— Excerpt to read —
▽
328 F.2d 573
Manuel ELLIS, Appellant,
Victor M. CARTER, Appellee.
United States Court of Appeals Ninth Circuit.
February 25, 1964.
Greenwald, Landrum & Baim, and Howard Marshall, Los Angeles, Cal., for appellant.
Benjamin J. Goodman and Leon M. Cooper, Los Angeles, Cal., for appellee.
Before BARNES, HAMLEY and KOELSCH, Circuit Judges.
HAMLEY, Circuit Judge.
This appeal arises out of an action for damages and other relief brought by Manuel M. Ellis against Victor M. Carter.1 Recovery is sought pursuant to sections 10(b)2 and 273 of the Securities Exchange Act of 1934, and Rule 10b-54 thereunder. On a prior appeal we held that the foregoing sections of the Act conferred jurisdiction upon federal courts to entertain this case. Ellis v. Carter, 9 Cir., 291 F.2d 270.
The gist of Ellis' complaint is that he and Carter entered into a joint venture to acquire control of the Republic Corporation.5 In connection with this venture, according to Ellis, he was persuaded to purhase ten thousand shares of Republic common stock at a price in excess of the then market price, by reason of Carter's representation that these shares carried with them a voice in the management of the company. However, once Carter acquired control of the company, Ellis was not invited to join its management. Accordingly, Ellis sought recovery on the theory that Carter had breached his fiduciary duties as a fellow joint adventurer, that Carter had caused Ellis damage by virtue of his misrepresentations, and that Carter's conduct was violative of Rule 10b-5 of the Securities and Exchange Commission.
In an effort to prove these allegations, Ellis produced three witnesses, testified on his own behalf, and called Carter as an adverse witness under Rule 43(b), Federal Rules of Civil Procedure. Additionally, as part of his case-in-chief, Ellis offered in evidence, among other things, certain affidavits made by Carter earlier in the proceedings.6 After Ellis had rested his case, Carter moved for dismissal under Rule 41(b), Federal Rules of Civil Procedure on the ground that the plaintiff had shown no right to relief.
△
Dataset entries
▽
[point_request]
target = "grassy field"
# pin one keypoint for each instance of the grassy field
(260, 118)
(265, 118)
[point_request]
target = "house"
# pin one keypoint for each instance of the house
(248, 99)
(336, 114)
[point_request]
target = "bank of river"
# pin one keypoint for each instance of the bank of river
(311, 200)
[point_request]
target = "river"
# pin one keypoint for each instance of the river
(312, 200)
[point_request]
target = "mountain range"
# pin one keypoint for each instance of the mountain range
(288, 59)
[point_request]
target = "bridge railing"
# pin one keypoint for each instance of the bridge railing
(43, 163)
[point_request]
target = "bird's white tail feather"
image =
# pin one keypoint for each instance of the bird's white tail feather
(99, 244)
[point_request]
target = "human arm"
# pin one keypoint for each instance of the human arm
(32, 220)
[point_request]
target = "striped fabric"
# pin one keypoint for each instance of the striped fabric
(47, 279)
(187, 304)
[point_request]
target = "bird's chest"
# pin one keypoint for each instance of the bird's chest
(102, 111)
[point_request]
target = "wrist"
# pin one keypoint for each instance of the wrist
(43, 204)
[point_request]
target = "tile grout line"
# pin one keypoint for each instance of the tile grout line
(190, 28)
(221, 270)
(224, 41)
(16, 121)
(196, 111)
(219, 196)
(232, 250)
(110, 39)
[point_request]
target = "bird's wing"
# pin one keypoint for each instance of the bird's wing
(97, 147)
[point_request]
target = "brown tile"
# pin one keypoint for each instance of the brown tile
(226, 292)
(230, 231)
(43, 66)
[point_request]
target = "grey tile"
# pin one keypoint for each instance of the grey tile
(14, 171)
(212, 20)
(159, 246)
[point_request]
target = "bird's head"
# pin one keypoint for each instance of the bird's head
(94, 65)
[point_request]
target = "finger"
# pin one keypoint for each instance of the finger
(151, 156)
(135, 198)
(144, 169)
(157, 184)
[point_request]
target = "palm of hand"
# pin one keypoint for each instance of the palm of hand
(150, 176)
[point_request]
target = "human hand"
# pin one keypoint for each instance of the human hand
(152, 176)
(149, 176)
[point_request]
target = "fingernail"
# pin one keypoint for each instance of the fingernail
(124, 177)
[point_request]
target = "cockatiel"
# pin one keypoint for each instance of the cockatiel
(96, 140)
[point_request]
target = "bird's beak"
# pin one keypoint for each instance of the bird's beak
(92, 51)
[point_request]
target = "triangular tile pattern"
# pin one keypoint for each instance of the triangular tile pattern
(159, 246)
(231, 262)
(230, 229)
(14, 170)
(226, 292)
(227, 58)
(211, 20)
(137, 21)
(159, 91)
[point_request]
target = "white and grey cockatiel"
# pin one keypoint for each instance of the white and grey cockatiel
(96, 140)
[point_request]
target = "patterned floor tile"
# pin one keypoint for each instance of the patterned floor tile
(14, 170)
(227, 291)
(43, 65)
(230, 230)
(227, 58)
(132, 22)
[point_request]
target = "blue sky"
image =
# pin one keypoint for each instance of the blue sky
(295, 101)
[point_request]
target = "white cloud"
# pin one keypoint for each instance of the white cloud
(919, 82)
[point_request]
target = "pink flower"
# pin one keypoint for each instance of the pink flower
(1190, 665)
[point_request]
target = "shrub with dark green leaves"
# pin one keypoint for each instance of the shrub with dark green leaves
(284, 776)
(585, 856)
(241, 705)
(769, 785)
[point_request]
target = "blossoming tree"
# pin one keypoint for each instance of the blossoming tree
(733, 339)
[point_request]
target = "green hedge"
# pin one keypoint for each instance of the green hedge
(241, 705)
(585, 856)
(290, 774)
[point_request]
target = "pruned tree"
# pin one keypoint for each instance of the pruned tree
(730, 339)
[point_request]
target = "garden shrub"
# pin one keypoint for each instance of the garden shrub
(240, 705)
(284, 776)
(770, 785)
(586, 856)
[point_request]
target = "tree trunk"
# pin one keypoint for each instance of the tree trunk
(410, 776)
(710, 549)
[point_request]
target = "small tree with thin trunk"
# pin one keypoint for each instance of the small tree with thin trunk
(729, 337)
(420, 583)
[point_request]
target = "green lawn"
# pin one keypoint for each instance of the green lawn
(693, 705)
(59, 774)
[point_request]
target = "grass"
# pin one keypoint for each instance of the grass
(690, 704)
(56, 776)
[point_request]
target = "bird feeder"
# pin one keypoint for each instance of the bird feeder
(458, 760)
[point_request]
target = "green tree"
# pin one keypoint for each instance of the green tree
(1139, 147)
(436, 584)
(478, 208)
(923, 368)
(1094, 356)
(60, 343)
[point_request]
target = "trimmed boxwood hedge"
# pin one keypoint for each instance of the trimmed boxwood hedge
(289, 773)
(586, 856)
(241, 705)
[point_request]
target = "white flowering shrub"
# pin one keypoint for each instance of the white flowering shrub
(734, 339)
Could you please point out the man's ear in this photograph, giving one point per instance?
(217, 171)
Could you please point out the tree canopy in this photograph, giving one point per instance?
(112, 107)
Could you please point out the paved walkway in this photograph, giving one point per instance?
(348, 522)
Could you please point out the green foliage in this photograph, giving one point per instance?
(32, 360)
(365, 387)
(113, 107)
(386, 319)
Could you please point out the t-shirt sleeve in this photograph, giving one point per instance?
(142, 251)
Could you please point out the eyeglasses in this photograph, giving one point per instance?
△
— Problem to solve —
According to the Ellis v. Carter opinion, how many shares of Republic common stock was Ellis persuaded to purchase? The listing is separate material with no connection to the Ellis v. Carter opinion.

— Result —
Ten thousand shares.